▶ AIM OF THE TASK:
Return, character for character, the lines from the one bearing "Each instance of the smooth" through the end of the material. Omit everything before that line.

▶ GIVEN ENTRIES:
============

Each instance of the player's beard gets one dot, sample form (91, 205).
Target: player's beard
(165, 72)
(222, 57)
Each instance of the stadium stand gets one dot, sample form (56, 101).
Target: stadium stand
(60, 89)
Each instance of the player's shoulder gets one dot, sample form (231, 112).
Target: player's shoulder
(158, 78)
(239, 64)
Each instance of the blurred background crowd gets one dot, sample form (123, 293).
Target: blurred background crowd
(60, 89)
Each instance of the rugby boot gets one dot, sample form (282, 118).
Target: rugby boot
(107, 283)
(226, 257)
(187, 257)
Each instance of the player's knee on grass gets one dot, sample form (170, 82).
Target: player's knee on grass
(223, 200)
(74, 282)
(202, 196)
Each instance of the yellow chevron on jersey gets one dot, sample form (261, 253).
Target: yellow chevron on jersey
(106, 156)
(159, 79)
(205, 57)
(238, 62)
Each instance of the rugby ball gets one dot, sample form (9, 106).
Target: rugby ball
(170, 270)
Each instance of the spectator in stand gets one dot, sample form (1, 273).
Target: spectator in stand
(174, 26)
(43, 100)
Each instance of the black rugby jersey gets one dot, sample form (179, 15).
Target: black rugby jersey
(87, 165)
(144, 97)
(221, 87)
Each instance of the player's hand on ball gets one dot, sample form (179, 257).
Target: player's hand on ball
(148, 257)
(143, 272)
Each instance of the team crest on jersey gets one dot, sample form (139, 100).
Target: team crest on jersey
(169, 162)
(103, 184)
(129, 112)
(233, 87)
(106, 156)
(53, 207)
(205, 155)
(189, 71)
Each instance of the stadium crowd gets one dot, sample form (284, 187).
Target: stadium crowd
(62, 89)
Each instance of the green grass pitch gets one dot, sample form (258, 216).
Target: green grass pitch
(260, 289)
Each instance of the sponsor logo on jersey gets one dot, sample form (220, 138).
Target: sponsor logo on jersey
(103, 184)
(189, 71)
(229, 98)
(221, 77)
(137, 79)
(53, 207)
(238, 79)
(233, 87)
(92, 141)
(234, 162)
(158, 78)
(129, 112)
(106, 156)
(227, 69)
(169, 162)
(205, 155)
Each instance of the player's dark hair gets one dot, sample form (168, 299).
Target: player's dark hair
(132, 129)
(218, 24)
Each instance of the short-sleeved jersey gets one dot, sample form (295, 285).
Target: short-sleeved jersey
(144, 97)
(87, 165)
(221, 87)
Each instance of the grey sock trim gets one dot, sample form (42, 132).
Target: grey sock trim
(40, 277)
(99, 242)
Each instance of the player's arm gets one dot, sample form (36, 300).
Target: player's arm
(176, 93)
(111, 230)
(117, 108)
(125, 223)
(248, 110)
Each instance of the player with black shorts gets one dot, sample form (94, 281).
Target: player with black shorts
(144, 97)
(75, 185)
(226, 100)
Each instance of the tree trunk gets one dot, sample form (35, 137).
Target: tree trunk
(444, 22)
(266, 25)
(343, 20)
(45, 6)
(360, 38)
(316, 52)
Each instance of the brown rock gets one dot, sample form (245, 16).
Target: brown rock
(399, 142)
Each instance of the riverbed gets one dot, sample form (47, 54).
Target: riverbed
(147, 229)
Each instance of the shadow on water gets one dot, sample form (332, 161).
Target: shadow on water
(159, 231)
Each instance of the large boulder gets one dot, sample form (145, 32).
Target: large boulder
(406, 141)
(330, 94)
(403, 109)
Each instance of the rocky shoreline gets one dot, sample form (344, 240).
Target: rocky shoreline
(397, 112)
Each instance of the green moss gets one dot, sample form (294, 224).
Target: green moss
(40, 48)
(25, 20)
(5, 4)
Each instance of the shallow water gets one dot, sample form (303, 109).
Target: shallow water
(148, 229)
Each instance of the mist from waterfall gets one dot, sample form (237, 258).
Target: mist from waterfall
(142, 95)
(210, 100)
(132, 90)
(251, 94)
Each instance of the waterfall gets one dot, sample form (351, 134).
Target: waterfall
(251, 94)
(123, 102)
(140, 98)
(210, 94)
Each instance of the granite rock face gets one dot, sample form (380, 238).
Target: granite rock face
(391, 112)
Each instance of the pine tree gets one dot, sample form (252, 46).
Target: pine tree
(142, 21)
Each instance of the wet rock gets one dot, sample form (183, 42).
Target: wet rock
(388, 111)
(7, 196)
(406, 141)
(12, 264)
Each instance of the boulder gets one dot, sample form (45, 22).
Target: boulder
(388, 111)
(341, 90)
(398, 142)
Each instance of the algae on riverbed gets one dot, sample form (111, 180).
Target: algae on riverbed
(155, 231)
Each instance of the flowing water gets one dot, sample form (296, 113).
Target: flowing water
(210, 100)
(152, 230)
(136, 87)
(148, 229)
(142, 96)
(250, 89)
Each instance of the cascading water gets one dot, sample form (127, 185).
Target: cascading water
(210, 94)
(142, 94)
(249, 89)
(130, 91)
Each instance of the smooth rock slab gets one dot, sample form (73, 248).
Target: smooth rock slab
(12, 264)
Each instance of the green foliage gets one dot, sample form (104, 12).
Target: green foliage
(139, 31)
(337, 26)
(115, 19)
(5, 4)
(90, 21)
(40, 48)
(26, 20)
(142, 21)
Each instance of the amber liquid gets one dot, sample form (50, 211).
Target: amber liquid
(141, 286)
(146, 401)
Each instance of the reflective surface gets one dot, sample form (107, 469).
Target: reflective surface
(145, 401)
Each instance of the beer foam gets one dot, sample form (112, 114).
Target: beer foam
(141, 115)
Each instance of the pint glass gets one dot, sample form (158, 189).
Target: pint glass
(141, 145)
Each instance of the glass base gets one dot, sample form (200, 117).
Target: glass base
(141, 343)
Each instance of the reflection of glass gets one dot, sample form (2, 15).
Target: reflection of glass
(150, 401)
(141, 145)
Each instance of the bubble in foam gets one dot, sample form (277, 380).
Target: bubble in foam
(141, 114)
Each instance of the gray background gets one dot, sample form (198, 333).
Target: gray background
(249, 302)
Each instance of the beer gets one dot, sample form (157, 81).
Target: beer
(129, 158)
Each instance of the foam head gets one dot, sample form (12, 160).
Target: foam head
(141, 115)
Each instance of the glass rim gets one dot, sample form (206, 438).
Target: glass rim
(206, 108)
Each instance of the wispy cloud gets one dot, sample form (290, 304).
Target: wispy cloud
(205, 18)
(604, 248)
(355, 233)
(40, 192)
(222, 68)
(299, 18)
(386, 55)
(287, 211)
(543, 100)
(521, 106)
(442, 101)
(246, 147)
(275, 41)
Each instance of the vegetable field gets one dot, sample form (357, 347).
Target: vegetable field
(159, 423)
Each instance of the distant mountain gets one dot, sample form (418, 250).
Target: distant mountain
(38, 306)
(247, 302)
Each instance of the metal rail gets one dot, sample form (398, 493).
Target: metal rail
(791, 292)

============

▶ OUTPUT:
Each instance of the smooth rock slab gets one dot, sample form (73, 248).
Target: smooth rock slab
(12, 264)
Each instance of the green foliage gets one dot, sample form (104, 12).
Target: green foliage
(139, 31)
(337, 26)
(115, 19)
(5, 4)
(90, 21)
(40, 48)
(26, 20)
(142, 21)
Each instance of the amber liquid gets one dot, sample form (50, 211).
Target: amber liquid
(141, 286)
(146, 401)
Each instance of the reflective surface gets one dot, sample form (107, 469).
Target: reflective surface
(145, 401)
Each instance of the beer foam gets one dot, sample form (112, 114).
Target: beer foam
(141, 115)
Each instance of the pint glass gets one dot, sample form (158, 189).
Target: pint glass
(141, 145)
Each instance of the glass base gets one dot, sample form (200, 117).
Target: glass base
(141, 343)
Each instance of the reflection of glass gets one dot, sample form (2, 15).
Target: reflection of glass
(150, 401)
(141, 145)
Each instance of the bubble in foam gets one dot, sample form (277, 380).
Target: bubble in foam
(141, 114)
Each instance of the gray background gets one dot, sample form (198, 333).
Target: gray background
(249, 302)
Each instance of the beer gets one dot, sample form (157, 81).
Target: beer
(129, 158)
Each instance of the foam head gets one dot, sample form (12, 160).
Target: foam head
(141, 115)
Each instance of the glass rim gets one dot, sample form (206, 438).
Target: glass rim
(206, 108)
Each instance of the wispy cloud gets one dot, sample form (290, 304).
Target: wispy cloud
(205, 18)
(604, 248)
(355, 233)
(40, 192)
(222, 68)
(299, 18)
(386, 55)
(287, 211)
(543, 100)
(521, 106)
(442, 101)
(246, 147)
(275, 41)
Each instance of the vegetable field gets one dot, sample form (357, 347).
Target: vegetable field
(159, 423)
Each instance of the distant mountain gets one dot, sample form (418, 250).
Target: distant mountain
(38, 306)
(247, 302)
Each instance of the metal rail gets one dot, sample form (398, 493).
Target: metal rail
(791, 292)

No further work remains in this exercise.